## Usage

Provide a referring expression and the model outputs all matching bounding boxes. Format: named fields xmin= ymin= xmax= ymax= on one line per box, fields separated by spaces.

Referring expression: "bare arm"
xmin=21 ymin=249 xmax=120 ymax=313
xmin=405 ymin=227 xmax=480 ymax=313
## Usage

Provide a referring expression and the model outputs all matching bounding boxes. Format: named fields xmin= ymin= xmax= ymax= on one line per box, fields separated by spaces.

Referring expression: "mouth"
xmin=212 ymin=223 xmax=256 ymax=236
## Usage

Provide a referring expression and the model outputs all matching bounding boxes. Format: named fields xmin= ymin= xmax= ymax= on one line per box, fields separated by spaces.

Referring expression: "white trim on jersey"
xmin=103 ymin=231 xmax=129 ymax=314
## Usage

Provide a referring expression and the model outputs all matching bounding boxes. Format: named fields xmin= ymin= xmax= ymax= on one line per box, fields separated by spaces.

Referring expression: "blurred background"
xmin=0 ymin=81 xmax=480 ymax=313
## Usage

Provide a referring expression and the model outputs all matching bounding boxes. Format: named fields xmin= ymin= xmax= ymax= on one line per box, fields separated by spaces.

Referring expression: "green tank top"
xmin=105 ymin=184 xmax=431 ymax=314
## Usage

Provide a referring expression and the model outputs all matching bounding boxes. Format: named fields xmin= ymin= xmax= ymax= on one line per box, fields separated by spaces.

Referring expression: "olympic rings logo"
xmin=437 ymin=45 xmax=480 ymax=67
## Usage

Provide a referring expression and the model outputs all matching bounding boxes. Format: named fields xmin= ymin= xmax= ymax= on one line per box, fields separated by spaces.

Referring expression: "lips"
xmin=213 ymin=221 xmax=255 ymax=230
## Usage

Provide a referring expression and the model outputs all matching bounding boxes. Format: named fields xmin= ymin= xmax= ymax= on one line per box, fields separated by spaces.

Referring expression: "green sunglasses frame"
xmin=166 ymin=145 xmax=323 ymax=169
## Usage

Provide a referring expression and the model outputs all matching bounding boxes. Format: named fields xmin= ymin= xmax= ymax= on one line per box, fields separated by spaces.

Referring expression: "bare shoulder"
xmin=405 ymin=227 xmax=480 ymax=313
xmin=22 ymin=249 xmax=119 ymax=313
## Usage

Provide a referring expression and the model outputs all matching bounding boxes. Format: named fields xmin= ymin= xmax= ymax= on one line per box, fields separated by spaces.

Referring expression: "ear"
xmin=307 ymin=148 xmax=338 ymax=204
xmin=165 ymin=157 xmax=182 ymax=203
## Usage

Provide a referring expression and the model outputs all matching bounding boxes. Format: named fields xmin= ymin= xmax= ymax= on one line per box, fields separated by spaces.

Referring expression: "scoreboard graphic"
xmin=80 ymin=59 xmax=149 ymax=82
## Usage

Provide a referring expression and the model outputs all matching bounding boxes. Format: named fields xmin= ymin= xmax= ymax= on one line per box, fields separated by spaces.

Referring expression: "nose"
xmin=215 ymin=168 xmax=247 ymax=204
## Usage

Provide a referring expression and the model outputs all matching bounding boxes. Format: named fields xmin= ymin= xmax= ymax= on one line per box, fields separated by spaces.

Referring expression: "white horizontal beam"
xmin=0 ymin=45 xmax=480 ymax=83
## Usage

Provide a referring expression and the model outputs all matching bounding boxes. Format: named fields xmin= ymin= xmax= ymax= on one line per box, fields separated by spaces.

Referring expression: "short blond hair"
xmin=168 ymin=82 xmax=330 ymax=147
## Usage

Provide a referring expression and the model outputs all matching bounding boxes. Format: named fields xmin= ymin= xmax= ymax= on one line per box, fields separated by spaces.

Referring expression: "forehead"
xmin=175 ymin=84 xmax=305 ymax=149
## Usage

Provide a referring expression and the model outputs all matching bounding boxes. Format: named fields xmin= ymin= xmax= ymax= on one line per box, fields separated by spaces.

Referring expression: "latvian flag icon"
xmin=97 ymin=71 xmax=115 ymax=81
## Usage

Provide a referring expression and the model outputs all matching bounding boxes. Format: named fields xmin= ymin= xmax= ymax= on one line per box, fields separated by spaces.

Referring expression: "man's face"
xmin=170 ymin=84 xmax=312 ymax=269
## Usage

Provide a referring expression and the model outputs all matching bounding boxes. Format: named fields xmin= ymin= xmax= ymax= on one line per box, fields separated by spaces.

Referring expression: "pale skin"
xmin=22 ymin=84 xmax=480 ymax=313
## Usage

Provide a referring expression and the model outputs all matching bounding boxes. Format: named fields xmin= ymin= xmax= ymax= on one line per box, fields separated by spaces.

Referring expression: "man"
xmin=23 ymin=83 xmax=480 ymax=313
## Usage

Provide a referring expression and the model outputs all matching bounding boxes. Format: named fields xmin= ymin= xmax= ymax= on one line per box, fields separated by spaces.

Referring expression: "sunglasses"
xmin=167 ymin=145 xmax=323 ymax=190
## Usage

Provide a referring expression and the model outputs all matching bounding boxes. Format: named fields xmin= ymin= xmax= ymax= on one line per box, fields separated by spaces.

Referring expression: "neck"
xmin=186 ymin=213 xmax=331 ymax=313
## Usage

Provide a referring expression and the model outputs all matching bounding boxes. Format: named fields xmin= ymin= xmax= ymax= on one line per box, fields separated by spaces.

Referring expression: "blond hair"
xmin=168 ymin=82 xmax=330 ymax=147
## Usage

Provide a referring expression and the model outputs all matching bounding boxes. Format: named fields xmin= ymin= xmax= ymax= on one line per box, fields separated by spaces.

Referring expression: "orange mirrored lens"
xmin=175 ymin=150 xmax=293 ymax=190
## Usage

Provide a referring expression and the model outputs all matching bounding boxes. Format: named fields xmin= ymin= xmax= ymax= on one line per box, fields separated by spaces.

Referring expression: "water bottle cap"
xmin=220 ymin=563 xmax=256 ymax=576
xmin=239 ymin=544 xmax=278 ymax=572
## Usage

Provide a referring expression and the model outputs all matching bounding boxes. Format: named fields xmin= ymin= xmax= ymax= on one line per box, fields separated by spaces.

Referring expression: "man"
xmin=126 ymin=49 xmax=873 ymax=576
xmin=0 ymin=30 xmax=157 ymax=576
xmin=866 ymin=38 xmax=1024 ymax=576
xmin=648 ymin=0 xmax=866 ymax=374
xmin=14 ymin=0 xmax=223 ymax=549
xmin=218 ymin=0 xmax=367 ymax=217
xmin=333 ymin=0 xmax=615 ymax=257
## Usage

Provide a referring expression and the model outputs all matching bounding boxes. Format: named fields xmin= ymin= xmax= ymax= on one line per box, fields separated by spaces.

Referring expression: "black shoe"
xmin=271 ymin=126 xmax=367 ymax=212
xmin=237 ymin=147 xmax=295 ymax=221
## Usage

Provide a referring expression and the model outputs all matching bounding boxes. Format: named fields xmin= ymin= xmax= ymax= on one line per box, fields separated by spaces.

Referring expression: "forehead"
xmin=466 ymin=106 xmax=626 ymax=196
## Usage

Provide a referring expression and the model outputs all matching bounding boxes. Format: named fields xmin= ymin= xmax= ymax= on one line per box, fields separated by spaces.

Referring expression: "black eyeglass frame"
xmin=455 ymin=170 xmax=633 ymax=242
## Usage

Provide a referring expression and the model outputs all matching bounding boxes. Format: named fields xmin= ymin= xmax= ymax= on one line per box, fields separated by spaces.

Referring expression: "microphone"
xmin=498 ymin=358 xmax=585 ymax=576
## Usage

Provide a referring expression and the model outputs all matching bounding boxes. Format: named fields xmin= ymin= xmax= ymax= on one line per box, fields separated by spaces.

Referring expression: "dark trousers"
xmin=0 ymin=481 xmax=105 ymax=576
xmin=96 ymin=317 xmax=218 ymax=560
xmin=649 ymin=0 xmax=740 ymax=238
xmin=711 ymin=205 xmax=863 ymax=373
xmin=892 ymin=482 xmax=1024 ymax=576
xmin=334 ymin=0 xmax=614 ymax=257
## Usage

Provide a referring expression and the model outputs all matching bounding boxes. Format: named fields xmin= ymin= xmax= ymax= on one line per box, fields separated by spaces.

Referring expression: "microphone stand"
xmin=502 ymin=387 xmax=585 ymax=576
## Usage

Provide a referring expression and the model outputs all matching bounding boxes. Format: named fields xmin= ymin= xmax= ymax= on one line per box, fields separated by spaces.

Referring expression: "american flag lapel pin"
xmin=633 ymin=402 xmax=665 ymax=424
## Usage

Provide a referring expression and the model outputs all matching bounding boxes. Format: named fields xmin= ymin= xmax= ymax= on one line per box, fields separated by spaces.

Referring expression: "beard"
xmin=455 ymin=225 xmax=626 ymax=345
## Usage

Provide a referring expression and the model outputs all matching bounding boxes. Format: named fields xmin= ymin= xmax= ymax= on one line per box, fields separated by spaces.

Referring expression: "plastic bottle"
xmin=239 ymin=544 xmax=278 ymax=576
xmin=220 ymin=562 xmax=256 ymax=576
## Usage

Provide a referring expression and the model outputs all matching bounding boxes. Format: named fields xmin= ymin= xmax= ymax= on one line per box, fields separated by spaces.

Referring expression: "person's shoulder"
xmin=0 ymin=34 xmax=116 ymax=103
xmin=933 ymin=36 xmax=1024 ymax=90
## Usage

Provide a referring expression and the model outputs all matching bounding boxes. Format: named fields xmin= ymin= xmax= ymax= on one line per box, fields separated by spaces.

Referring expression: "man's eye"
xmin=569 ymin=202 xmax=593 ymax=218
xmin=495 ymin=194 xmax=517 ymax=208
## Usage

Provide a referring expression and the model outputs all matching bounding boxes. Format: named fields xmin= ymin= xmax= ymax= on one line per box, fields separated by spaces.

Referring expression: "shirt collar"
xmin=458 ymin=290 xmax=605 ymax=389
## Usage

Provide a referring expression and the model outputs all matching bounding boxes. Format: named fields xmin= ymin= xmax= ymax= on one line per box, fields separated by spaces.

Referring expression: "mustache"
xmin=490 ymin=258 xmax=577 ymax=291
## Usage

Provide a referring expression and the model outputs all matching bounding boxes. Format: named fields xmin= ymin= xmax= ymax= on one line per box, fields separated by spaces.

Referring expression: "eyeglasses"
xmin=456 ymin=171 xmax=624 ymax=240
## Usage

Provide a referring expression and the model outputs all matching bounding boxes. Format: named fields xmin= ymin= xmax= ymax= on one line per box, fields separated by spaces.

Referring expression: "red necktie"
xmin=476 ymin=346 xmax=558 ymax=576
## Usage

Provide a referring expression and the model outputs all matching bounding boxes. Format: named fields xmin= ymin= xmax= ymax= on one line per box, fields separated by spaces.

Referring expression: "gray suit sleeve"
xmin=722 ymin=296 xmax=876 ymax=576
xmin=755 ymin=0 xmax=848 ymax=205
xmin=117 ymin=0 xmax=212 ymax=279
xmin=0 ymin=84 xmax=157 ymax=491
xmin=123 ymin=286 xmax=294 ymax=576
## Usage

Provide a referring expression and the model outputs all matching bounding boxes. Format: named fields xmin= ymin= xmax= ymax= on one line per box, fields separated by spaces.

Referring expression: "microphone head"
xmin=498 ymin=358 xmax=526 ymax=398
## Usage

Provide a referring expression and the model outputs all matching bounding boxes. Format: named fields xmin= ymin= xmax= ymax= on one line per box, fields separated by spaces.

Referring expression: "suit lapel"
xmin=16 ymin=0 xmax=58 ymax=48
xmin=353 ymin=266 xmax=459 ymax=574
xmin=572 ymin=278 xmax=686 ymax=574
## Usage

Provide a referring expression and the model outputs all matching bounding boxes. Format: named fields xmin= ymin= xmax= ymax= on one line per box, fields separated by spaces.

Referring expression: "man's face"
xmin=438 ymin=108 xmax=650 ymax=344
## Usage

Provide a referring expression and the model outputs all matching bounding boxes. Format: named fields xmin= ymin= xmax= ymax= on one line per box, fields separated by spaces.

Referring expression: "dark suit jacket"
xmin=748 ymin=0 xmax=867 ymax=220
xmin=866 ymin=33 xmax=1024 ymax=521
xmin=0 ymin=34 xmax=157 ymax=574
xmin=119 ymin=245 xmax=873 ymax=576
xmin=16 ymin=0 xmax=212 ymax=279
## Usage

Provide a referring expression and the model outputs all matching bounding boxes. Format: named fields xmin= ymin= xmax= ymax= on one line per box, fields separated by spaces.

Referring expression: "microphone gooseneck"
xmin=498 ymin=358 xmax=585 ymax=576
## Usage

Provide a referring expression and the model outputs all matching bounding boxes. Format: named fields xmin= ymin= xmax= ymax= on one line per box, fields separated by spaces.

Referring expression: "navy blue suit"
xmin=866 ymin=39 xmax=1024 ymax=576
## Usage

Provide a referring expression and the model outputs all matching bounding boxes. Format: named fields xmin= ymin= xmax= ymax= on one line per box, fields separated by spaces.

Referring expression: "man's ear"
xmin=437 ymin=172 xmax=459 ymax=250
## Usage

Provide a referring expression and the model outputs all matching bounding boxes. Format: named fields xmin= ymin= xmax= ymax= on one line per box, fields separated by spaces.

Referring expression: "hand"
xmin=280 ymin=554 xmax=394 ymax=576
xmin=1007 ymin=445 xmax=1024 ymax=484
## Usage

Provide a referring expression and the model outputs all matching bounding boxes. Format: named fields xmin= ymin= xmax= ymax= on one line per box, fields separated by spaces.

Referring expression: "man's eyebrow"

**Instruction**
Starting at the first line of the data and ending at the line that contains "xmin=166 ymin=145 xmax=323 ymax=169", copy out those lines with every "bounding boxes" changed to "box regions" and nothing else altered.

**The answer**
## Usage

Provide a referring expression and the model outputs all matching box regions. Format: named fields xmin= ymin= xmax= ymax= on one line per box, fields separated by spaces.

Referring expression: "bare arm"
xmin=21 ymin=249 xmax=120 ymax=313
xmin=405 ymin=227 xmax=480 ymax=313
## Usage

Provide a referring expression and the model outputs all matching box regions. Format: named fields xmin= ymin= xmax= ymax= on one line per box, fields separated by spaces.

Referring expression: "mouth"
xmin=212 ymin=223 xmax=256 ymax=236
## Usage

Provide a referring expression and the model outputs all matching box regions. Format: named fields xmin= ymin= xmax= ymax= on one line per box, fields separated by spaces.

Referring expression: "white trim on jersey"
xmin=103 ymin=231 xmax=129 ymax=314
## Usage

Provide a referring expression and the model outputs all matching box regions. Format: named fields xmin= ymin= xmax= ymax= on one line per box, fields separated by spaces.

Referring expression: "blurred background"
xmin=0 ymin=81 xmax=480 ymax=313
## Usage

Provide a referring expression and the model outputs all matching box regions. Format: named fields xmin= ymin= xmax= ymax= on one line per box, fields separated by spaces.

Referring expression: "green tank top"
xmin=105 ymin=184 xmax=431 ymax=314
## Usage

Provide a referring expression and the model outputs all matching box regions. Format: named fields xmin= ymin= xmax= ymax= on one line per box, fields separated by spaces.

Referring expression: "olympic rings logo"
xmin=437 ymin=45 xmax=480 ymax=67
## Usage

Provide a referring expression and the model outputs all matching box regions. Format: named fields xmin= ymin= xmax= ymax= on one line per box, fields separated by spaces.

Referring expression: "lips"
xmin=213 ymin=221 xmax=255 ymax=230
## Usage

Provide a referring expression and the model outputs all matching box regions. Format: named fields xmin= ymin= xmax= ymax= on one line per box, fields separated by spaces.

Referring expression: "green sunglasses frame"
xmin=166 ymin=145 xmax=323 ymax=169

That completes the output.